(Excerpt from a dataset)
⟨
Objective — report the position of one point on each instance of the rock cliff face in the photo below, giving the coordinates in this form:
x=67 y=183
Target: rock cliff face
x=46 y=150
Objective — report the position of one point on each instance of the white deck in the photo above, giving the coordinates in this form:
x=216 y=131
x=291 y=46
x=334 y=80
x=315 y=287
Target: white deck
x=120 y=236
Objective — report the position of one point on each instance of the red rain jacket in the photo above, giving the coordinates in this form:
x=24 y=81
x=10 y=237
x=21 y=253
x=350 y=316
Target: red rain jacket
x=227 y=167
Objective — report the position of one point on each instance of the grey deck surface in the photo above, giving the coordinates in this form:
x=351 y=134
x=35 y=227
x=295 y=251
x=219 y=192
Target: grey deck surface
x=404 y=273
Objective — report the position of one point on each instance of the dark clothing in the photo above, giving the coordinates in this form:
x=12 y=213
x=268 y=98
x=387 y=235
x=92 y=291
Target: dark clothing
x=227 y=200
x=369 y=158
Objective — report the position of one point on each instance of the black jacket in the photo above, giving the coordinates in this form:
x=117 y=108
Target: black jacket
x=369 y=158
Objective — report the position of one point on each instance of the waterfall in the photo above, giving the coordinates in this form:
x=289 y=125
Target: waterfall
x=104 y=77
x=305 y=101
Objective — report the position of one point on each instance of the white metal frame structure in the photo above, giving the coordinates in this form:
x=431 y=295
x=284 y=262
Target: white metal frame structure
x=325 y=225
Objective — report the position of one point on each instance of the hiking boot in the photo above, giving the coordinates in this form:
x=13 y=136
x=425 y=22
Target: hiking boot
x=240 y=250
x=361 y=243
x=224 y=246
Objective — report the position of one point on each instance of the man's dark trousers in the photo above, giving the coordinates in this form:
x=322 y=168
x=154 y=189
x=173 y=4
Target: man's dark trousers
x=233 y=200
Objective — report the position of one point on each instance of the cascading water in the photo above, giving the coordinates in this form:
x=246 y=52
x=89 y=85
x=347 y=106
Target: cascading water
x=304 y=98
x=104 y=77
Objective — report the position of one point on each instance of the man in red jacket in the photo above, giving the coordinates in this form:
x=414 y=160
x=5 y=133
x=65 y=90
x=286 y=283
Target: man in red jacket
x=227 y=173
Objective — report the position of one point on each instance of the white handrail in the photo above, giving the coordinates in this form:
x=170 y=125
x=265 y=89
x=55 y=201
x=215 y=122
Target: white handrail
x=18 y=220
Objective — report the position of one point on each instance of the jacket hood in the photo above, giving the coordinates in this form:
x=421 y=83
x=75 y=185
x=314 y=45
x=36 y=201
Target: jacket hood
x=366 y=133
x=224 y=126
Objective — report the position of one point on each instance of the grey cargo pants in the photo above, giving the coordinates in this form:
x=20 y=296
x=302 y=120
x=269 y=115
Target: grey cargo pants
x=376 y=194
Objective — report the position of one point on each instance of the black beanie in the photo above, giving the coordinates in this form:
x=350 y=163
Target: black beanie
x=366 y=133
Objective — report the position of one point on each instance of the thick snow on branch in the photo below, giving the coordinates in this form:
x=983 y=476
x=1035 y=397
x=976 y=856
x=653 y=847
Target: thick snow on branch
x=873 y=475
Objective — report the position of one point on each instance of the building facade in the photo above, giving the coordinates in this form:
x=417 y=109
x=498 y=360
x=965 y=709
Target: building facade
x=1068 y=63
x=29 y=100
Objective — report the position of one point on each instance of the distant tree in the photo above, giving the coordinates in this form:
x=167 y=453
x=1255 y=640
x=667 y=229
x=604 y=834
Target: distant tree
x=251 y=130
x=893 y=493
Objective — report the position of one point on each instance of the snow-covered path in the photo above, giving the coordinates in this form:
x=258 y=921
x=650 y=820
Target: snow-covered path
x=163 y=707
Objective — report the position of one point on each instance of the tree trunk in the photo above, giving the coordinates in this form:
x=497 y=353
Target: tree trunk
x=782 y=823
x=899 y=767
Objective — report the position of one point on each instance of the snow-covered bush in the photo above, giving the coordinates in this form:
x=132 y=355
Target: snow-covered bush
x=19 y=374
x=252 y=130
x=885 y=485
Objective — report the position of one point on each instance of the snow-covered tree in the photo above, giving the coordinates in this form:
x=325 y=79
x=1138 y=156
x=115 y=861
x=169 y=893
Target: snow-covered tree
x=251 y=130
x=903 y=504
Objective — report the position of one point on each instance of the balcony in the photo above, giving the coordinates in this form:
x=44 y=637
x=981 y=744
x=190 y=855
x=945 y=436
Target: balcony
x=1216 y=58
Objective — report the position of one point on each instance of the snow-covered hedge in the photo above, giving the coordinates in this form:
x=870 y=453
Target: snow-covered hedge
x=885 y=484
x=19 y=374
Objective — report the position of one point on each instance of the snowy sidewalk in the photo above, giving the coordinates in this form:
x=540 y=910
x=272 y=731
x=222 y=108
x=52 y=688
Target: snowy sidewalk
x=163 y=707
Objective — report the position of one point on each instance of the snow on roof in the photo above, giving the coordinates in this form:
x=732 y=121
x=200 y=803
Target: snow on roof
⟩
### [DIRECTION]
Copy all of the records above word for word, keeping every line as it appears.

### [THE RESULT]
Objective — report the position of one point on each instance of the rock cliff face in the photo below, giving the coordinates in this form:
x=67 y=183
Target: rock cliff face
x=46 y=150
Objective — report the position of one point on each instance of the white deck in the photo above, giving the coordinates in this form:
x=216 y=131
x=291 y=46
x=334 y=80
x=315 y=287
Target: white deck
x=120 y=236
Objective — report the position of one point on each instance of the red rain jacket in the photo above, giving the coordinates in this form:
x=24 y=81
x=10 y=237
x=21 y=253
x=350 y=316
Target: red rain jacket
x=227 y=167
Objective — report the position of one point on each instance of the grey deck surface in the photo above, giving the coordinates in this form:
x=351 y=134
x=35 y=227
x=295 y=251
x=219 y=192
Target: grey deck surface
x=404 y=273
Objective — report the position of one point on each instance of the dark clothing in the photo above, giving the coordinates in this form:
x=12 y=213
x=268 y=98
x=387 y=235
x=92 y=291
Target: dark clothing
x=227 y=200
x=369 y=158
Objective — report the position of one point on each instance of the black jacket in the photo above, giving the coordinates in this form:
x=117 y=108
Target: black jacket
x=369 y=158
Objective — report the position of one point on each instance of the waterfall in the photo above, giving the coordinates in this form:
x=289 y=125
Target: waterfall
x=104 y=77
x=305 y=101
Objective — report the position of one point on each instance of the white metal frame structure in the photo above, giving the coordinates in this form:
x=431 y=295
x=284 y=262
Target: white metal frame structure
x=325 y=225
Objective — report the position of one point on each instance of the hiking boot in the photo above, giving the coordinates in this form:
x=13 y=136
x=425 y=22
Target: hiking boot
x=240 y=250
x=361 y=243
x=224 y=246
Objective — report the position of one point on each instance of the man's dark trousers in the photo above, giving the coordinates in this form:
x=322 y=168
x=154 y=189
x=173 y=4
Target: man's dark trousers
x=233 y=200
Objective — report the position of one point on each instance of the cascading water in the photo above, giving the coordinates in this form:
x=246 y=52
x=89 y=85
x=347 y=106
Target: cascading water
x=304 y=98
x=104 y=77
Objective — report the position of one point on each instance of the man in red jacket in the photo above, giving the coordinates in this form:
x=414 y=160
x=5 y=133
x=65 y=90
x=286 y=283
Target: man in red jacket
x=227 y=173
Objective — report the position of one point on each instance of the white handrail in the photo above, giving the coordinates in this form:
x=170 y=125
x=265 y=89
x=55 y=201
x=215 y=122
Target: white handrail
x=18 y=220
Objective — report the position of one point on each instance of the jacket hood in the photo above, giving the coordinates in this form:
x=421 y=83
x=75 y=185
x=314 y=45
x=36 y=201
Target: jacket hood
x=366 y=133
x=224 y=126
Objective — report the position of one point on each instance of the grey cargo pants in the photo above, giving the coordinates in this form:
x=20 y=296
x=302 y=120
x=269 y=115
Target: grey cargo pants
x=376 y=194
Objective — report the position of one point on each instance of the black beanie in the photo above, giving the coordinates in this form:
x=350 y=163
Target: black beanie
x=366 y=133
Objective — report the position of one point on each instance of the thick snow on branch in the photo below, giving the coordinates in this form:
x=983 y=476
x=1035 y=397
x=976 y=856
x=653 y=847
Target: thick snow on branch
x=873 y=475
Objective — report the position of one point on each instance of the building facade in the photo above, giving the coordinates in this form:
x=417 y=109
x=498 y=360
x=965 y=709
Target: building facade
x=1068 y=63
x=29 y=100
Objective — report the position of one point on each instance of the distant tree in the photo above, giving the coordinates in this form:
x=167 y=453
x=1255 y=640
x=667 y=229
x=604 y=834
Target: distant tree
x=251 y=130
x=893 y=493
Objective — report the position of one point on each instance of the snow-covered path in the photo above, giving the coordinates in this form:
x=258 y=921
x=650 y=820
Target: snow-covered path
x=163 y=707
Objective — report the position of one point on each instance of the tree trunk in the photo above, giving the coordinates in this form:
x=497 y=353
Target: tree trunk
x=782 y=823
x=899 y=767
Objective — report the position of one point on each instance of the snow-covered bush in the photo above, giving the coordinates in this form:
x=132 y=355
Target: snow-covered bush
x=19 y=374
x=252 y=130
x=885 y=485
Objective — report the position of one point on each instance of the snow-covered tree in the photo above, giving the coordinates in this form:
x=325 y=79
x=1138 y=156
x=115 y=861
x=169 y=893
Target: snow-covered tree
x=251 y=130
x=903 y=504
Objective — report the position of one point on each instance of the balcony in the photo above, giving the coordinates in this form:
x=44 y=637
x=981 y=744
x=190 y=855
x=945 y=436
Target: balcony
x=1216 y=58
Objective — report the position of one point on each instance of the snow-covered hedge in the photo above, giving the coordinates in this form:
x=870 y=453
Target: snow-covered hedge
x=885 y=484
x=19 y=374
Objective — report the position of one point on each instance of the snowy sidewalk in the photo above, giving the coordinates in this form:
x=540 y=910
x=272 y=731
x=222 y=108
x=52 y=688
Target: snowy sidewalk
x=163 y=707
Objective — report the position of one point on each instance of the snow on roof in the photo above, giving the coordinates in this form:
x=732 y=121
x=200 y=803
Target: snow on roof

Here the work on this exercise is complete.